» Görev Tanımı 1
Kayıtlarda "trace: white column;" ifadesini içeren satırdan "[[[197,125],[198,164],[209,164],[215,159],[215,121],[197,120]]]" ifadesini içeren satıra kadar (iki uç dahil) olan satırları harfi harfine tekrarlayın.

» Verilen Metin
++++++++++

Bu arada icra dosyasına konu olan alacağın yargılama sırasında dava dışı kişiye temlik edildiği yani devredildiği tartışmasızdır. Esasen 6100 sayılı HMK veya 2004 sayılı İİK’da takip konusu alacağın devri halinde izlenecek usuli yöntemin ne olması gerektiğine dair açık ve kesin bir düzenleme mevcut değildir. Bununla birlikte menfi tespit davasına konu edilen husus, icra dosyasına konu olan alacak olmakla HMK m.125 hükmünün kıyasen uygulanmasının gerekli olduğu mahkememizce takdir olunmuştur. Yargılama aşamasında “bu davada harca esas miktar ile yargılama sırasında icra dosyasına ödenen miktar arasındaki fark kadar gerekirse harç eksikliğini tamamlamak üzere Yargıtay uygulaması çerçevesinde davacı vekiline süre ve imkan verilmesine, gerekirse Harçlar Kanunu gereği müteakip duruşmada davacı vekiline kesin süre verilmesinin takdir olunmasına, geçen duruşma itibariyle, icra dosyasına konu alacağın temlik edilmiş olduğunun beyan edilmesi ve bu suretle dava konusunun devri halinde, HMK m.125 hükmünde belirtilen usuli hükümlerin uygulanıp uygulanmayacağının yapılacak açıklama ve sunulacak icra dosyası içerikleri dikkate alınarak takdir olunmasına, davacı vekilinin, dava konusunun devri halinde seçimlik hakkını kullandığının dilekçeden anlaşıldığı taktirde adı ve adresi bildirilen/bildirilecek olan kişiye derhal varsa bu dilekçenin ve son duruşma tutanağının dahi tebliğ olunmasına” dair ara karar oluşturulmuştur.
Belirtilen ara kararlar sonrası davacı vekili dava konusu alacağı temlik eden davalı … Şirketi aleyhine açmış olduğu davaya tazminat olarak devam etmek istediğini açıklamıştır. Bu durumda diğer ihtiyari dava arkadaşı konumunda olan … Şirketi aleyhine açılan davanın ise menfi tespit davası olarak görülmesi gerekmiştir.
Usul Hukukumuzda da ayrık durumlar dışında dava konusu mal veya hakkın davanın devamı sırasında devredilebileceği kabul edilmiş ve 6100 sayılı HMK’nın 125. maddesinde dava konusunun taraflarca üçüncü kişiye devir ve temliki halinde yapılacak usulü işlemler düzenlenmiştir.
Anılan maddede;“(1)Davanın açılmasından sonra davalı taraf, dava konusunu üçüncü bir kişiye devrederse, davacı aşağıdaki yetkilerden birini kullanabilir:
a) İsterse, devreden tarafla olan davasından vazgeçerek, dava konusunu devralmış olan kişiye karşı davaya devam eder. Bu takdirde davacı davayı kazanırsa, dava konusunu devreden ve devralan yargılama giderlerinden müteselsilen sorumlu olur.

++++++++++

» Verilen Kayıtlar
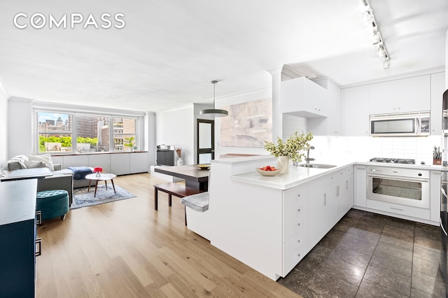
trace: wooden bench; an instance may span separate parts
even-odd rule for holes
[[[192,194],[197,194],[204,192],[203,190],[196,190],[195,188],[188,187],[182,184],[174,183],[172,182],[163,184],[157,184],[154,185],[154,210],[158,210],[158,192],[163,192],[168,194],[168,206],[171,207],[172,202],[172,196],[183,198]],[[187,225],[187,218],[186,216],[186,225]]]

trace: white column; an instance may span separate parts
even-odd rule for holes
[[[267,69],[272,76],[272,141],[283,134],[283,114],[281,113],[281,70],[283,66]]]
[[[445,90],[448,89],[448,30],[445,34]]]

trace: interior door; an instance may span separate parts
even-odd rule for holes
[[[197,125],[198,164],[209,164],[215,159],[215,121],[197,120]]]

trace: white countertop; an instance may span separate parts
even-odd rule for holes
[[[316,162],[318,163],[318,162]],[[326,162],[327,164],[327,162]],[[444,168],[442,166],[426,165],[426,164],[389,164],[386,162],[341,162],[339,164],[335,162],[328,162],[330,164],[335,164],[336,166],[330,169],[314,169],[306,168],[303,166],[293,166],[292,164],[289,165],[288,173],[279,173],[275,176],[264,176],[257,172],[255,169],[253,171],[234,175],[232,180],[234,181],[243,182],[257,185],[265,186],[279,190],[288,190],[300,184],[305,183],[311,180],[323,176],[332,172],[337,171],[344,167],[351,165],[365,165],[365,166],[391,166],[391,167],[402,167],[418,169],[426,169],[433,171],[441,171]],[[448,170],[447,169],[444,169]]]

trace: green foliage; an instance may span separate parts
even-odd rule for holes
[[[307,150],[310,147],[309,142],[313,139],[312,133],[308,134],[302,134],[299,135],[298,132],[290,136],[286,142],[278,137],[277,145],[272,142],[265,141],[265,149],[269,151],[272,155],[287,156],[293,162],[302,162],[302,157],[305,155],[302,150]]]
[[[129,148],[134,148],[134,140],[135,138],[134,136],[131,136],[130,138],[125,138],[125,146]]]
[[[71,136],[39,136],[39,152],[46,152],[45,143],[60,143],[62,148],[71,147]],[[86,143],[96,146],[98,143],[98,138],[76,138],[77,143]]]

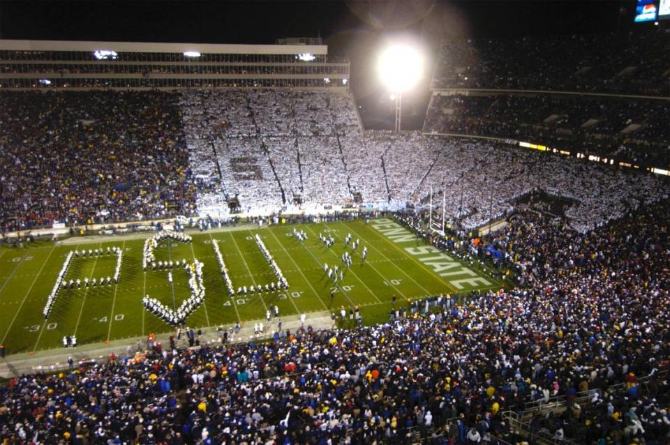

++++++++++

» Görev Tanımı 2
Verilen metinde "Usul Hukukumuzda da" ile "müteselsilen sorumlu olur." arasında kalan bölümü, her iki uç dahil, aynen alıntılayın.

» Çözüm 1
trace: white column; an instance may span separate parts
even-odd rule for holes
[[[267,69],[272,76],[272,141],[283,134],[283,114],[281,113],[281,70],[283,66]]]
[[[445,90],[448,89],[448,30],[445,34]]]

trace: interior door; an instance may span separate parts
even-odd rule for holes
[[[197,125],[198,164],[209,164],[215,159],[215,121],[197,120]]]

» Çözüm 2
Usul Hukukumuzda da ayrık durumlar dışında dava konusu mal veya hakkın davanın devamı sırasında devredilebileceği kabul edilmiş ve 6100 sayılı HMK’nın 125. maddesinde dava konusunun taraflarca üçüncü kişiye devir ve temliki halinde yapılacak usulü işlemler düzenlenmiştir.
Anılan maddede;“(1)Davanın açılmasından sonra davalı taraf, dava konusunu üçüncü bir kişiye devrederse, davacı aşağıdaki yetkilerden birini kullanabilir:
a) İsterse, devreden tarafla olan davasından vazgeçerek, dava konusunu devralmış olan kişiye karşı davaya devam eder. Bu takdirde davacı davayı kazanırsa, dava konusunu devreden ve devralan yargılama giderlerinden müteselsilen sorumlu olur.